In the last few weeks, we have been treated once again to the sound of hand-wringing politicians bleating on about the need for greater transparency in corporate and political life. As they discussed the terms of reference for a new Commission of Investigation into certain transactions at IBRC, two phrases came to mind - 'inevitable' and 'Groundhog Day'.
There was an inevitability that some form of inquiry would arise in relation to the wind down of a toxic bank that cost us €30bn. This is due to the complete lack of transparency in the manner in which it has been unwound.
Don't be surprised if Nama ends up in a similar position before it finally sheds its mortal coil. Not because of any specific wrongdoing but because that is how we handle things in this country.
We set things up in a way that is built on expediency and secrecy, discover it hasn't all gone smoothly behind closed doors, and follow up with an inquiry.
The financial crash should have been a watershed moment. Yet from the start there were multiple mistakes in the clean-up.
Firstly, we pretended IBRC was still a bank, when in fact it ceased to be any kind of commercial entity in late 2008.
We pretended that Nama was a commercial organisation which should be bound by normal commercial rules. In reality, it was a State construct that bought property assets from taxpayer banks for undisclosed sums and then went on to sell them, for the benefit of taxpayers, for undisclosed sums.
The clean-up of the mortgage and personal debt crisis has been a shambles. Our politicians spoke publicly about fairness. Yet our mop-up operation failed to ensure that two neighbours living next door with similar mortgage issues at two different State-controlled banks were treated in the same way.
That failure instilled anger and deep mistrust. If we could not force banks controlled by the State to treat any two 'ordinary Joe' borrowers in the same way, we never had a hope of assuring people there was any consistency in how big business borrowers were treated.
We have presided over a business culture that has led people to automatically assume the inside track is the fast road to success.

[Region descriptions in natural language]
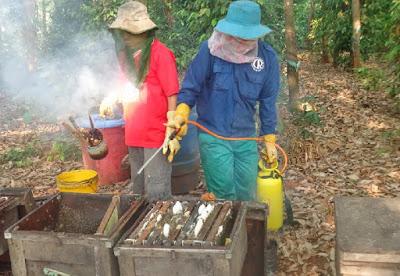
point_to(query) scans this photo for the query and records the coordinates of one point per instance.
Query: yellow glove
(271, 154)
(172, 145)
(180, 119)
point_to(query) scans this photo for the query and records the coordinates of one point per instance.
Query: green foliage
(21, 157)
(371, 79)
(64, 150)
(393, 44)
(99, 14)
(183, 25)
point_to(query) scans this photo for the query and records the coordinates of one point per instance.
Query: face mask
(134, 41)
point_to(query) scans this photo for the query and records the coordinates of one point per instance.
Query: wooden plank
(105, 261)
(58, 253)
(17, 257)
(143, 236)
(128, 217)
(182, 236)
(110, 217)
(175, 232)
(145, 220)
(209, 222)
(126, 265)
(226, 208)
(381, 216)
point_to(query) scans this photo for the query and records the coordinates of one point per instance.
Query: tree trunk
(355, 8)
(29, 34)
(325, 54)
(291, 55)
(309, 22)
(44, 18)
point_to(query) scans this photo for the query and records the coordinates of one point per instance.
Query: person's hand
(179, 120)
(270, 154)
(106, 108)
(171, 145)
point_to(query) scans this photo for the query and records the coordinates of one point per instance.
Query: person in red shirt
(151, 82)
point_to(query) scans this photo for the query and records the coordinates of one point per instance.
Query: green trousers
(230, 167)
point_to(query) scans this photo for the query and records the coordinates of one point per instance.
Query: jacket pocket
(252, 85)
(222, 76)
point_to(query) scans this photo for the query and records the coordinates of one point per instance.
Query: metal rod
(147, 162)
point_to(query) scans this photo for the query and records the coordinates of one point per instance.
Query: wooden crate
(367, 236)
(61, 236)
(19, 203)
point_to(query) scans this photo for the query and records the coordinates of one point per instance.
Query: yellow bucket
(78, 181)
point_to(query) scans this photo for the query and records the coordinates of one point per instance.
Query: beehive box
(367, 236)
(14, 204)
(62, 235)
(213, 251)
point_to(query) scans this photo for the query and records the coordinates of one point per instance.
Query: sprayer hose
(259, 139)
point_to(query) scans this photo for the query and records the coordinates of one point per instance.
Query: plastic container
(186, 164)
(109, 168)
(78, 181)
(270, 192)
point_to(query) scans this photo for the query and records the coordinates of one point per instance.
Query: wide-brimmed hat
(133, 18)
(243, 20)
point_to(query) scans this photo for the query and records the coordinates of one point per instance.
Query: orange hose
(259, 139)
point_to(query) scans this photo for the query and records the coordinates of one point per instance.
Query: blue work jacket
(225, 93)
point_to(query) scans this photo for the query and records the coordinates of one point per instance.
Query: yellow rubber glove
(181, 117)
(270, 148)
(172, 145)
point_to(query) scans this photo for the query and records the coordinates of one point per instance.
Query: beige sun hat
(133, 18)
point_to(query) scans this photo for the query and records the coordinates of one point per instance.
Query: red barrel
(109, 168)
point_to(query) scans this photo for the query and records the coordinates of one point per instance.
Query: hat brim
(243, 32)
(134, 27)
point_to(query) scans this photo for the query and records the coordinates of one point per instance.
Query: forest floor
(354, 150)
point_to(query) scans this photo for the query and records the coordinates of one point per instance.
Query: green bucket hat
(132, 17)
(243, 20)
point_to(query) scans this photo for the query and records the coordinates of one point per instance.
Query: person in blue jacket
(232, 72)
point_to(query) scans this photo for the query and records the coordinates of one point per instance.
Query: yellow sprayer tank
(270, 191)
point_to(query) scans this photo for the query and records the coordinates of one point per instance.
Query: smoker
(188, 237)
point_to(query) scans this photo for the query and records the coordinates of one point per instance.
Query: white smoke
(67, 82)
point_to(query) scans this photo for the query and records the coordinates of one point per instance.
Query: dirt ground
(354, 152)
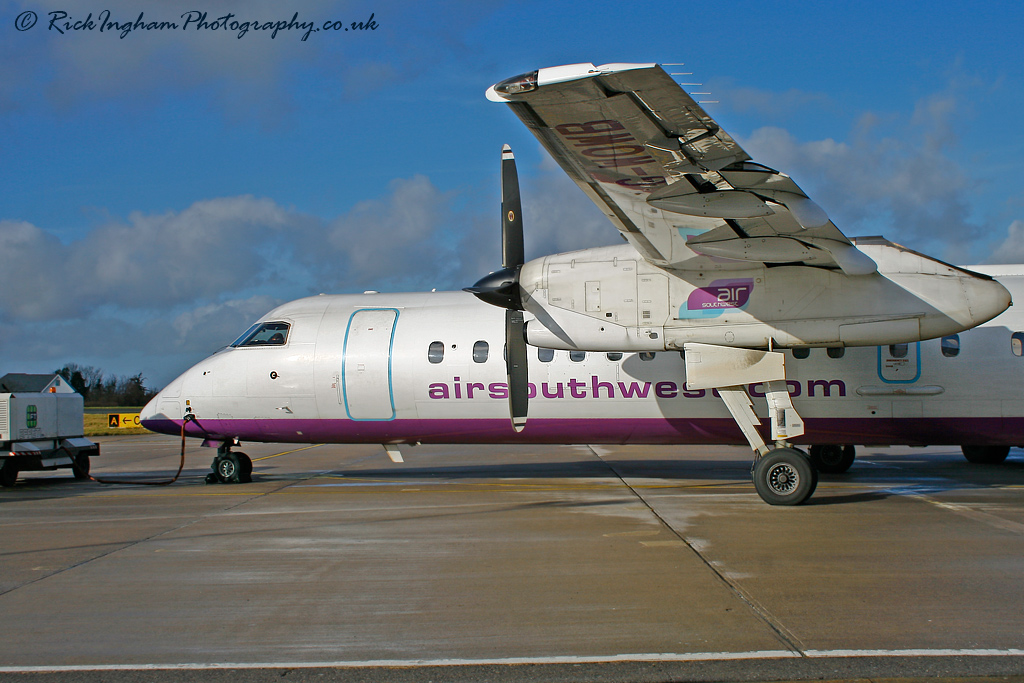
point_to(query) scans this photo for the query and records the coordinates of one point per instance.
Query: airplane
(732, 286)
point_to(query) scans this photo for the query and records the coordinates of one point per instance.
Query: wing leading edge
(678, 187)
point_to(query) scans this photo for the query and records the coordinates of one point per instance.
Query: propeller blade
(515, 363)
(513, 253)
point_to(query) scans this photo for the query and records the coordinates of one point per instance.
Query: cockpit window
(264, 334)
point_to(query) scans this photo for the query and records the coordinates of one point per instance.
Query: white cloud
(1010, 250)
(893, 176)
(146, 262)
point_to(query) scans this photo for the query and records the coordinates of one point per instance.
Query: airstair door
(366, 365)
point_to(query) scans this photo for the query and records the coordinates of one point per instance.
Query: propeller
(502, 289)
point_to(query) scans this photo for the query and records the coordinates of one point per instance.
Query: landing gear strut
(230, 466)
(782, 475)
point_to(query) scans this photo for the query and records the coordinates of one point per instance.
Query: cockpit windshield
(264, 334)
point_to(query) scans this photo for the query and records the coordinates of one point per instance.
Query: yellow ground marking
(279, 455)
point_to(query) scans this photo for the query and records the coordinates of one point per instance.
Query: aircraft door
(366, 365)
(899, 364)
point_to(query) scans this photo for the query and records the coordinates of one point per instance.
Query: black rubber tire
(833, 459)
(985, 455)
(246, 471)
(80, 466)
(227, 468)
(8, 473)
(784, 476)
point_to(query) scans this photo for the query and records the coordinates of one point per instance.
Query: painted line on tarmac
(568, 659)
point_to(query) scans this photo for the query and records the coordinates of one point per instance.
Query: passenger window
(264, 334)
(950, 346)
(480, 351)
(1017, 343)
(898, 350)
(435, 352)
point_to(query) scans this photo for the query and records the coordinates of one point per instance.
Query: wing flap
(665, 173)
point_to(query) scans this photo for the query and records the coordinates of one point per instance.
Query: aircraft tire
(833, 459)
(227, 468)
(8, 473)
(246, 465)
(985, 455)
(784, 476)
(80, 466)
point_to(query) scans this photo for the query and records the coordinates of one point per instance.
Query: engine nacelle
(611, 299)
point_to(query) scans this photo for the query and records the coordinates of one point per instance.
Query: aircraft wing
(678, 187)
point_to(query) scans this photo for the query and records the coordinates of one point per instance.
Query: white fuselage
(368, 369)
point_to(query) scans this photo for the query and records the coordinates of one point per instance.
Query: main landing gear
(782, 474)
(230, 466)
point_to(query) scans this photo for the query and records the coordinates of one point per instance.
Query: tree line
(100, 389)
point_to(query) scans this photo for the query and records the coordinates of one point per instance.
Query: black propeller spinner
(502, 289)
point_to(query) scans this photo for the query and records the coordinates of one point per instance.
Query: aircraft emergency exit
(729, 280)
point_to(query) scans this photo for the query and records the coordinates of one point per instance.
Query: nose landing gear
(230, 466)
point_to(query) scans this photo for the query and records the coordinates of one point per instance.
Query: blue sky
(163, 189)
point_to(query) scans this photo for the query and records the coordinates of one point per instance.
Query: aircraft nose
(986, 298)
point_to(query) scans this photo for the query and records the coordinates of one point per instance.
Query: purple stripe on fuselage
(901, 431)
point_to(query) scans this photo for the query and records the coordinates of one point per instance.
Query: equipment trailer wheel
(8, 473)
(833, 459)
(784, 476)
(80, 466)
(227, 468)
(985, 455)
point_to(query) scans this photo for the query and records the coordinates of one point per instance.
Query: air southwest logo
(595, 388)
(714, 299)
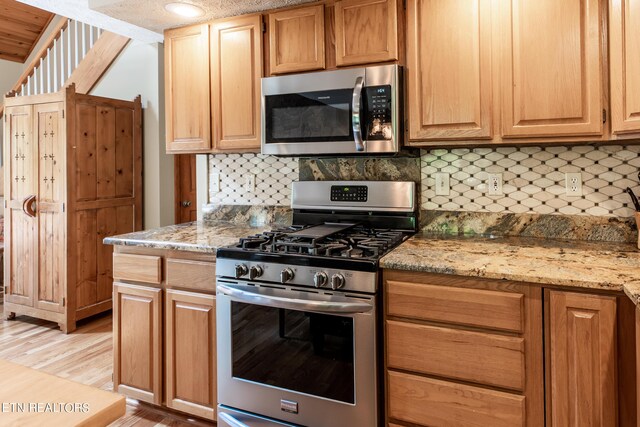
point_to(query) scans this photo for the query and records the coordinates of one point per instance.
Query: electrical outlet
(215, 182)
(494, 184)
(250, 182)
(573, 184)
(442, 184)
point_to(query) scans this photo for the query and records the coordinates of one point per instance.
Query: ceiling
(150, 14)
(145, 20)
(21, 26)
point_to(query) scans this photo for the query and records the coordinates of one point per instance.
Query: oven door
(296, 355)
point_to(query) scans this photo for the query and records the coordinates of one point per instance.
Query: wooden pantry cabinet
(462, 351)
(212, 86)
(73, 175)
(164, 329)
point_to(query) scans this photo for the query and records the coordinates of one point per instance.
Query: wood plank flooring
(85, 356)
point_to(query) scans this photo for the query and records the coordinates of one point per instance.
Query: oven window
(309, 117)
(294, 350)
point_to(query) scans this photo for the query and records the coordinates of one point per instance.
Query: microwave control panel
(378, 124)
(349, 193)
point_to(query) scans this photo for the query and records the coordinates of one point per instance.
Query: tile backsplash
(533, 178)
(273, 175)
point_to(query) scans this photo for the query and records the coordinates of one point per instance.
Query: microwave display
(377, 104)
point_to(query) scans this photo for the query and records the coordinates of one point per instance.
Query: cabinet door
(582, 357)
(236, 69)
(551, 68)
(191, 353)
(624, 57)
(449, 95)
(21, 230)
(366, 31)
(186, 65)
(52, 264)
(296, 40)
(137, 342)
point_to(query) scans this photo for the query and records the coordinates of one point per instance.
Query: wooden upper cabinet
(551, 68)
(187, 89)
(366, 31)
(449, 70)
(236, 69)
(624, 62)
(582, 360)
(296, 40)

- Questions
[A] In the opinion piece on the IBRC inquiry, when did IBRC stop being any kind of commercial entity?
[B] Write the next part of the opinion piece on the IBRC and Nama clean-up, starting after its final sentence.

- Your responses
[A] In late 2008.

[B]
We bleat on about tax avoidance when we have developed legislation specifically designed to deliver the so-called "Double Irish". How can we criticise tax experts who develop aggressive tax avoidance schemes to help wealthy individuals cut their tax bill, when we engineer tax laws to facilitate exactly that for multi-nationals?
Despite improvements in corporate disclosure from the Companies Office to political donations, we have given ourselves the tools to construct a deep mistrust of business and the role businesspeople play in the economy and society.
For example, only one of the four biggest grocery retailers in the country is obliged to file accounts in the Companies Office. During the boom, property developers controlling interests worth hundreds of millions could avoid proper disclosure of their financial performance by availing of multiple corporate vehicles, offshore registered partnerships and exemptions in Irish law about filing accounts. Not a shred of new legislation has changed that.
Rules designed to help foreign multinationals avoid disclosing performance of their Irish operations for competitive reasons, are being used by some in ways that were never intended.
The crash delivered enormous financial opportunities for large foreign companies at the expense of smaller business. For example, the State ensured that consultancy contracts for the banks only went to a handful of big firms and tenders were designed to prevent small Irish consultants from winning them.
The same is true for State tenders across the board from architect firms to bus route operators.
However, if we want to have a national debate about our business culture, we have to face up to some harsh facts. We have constructed our corporate tax laws to make sure we remain competitive as a place to win business. We market Ireland abroad as having a "business-friendly" environment. Let's not fool ourselves about what that actually involves.
It might mean lighter regulation, better access to government and a raft of friendly tax measures.
Yet our tax system actively discriminates against a person who sets up a small business and becomes self-employed.
During the week, it emerged that some individuals were acting as directors of over 50 international investment funds, with the obvious questions it raises about their ability to spot risks in so many entities.
It also emerged that the enforcement division of the Central Bank for the insurance sector has a 40pc staff vacancy rate. The deputy governor of the Central Bank, Cyril Roux, said that legislation in this area made enforcement more difficult.
It is extraordinary to think that after the collapse of Quinn Insurance and its €1bn bill for all of us, such a situation could develop.
We want the multi-nationals and their jobs. We want the prosperity they can bring.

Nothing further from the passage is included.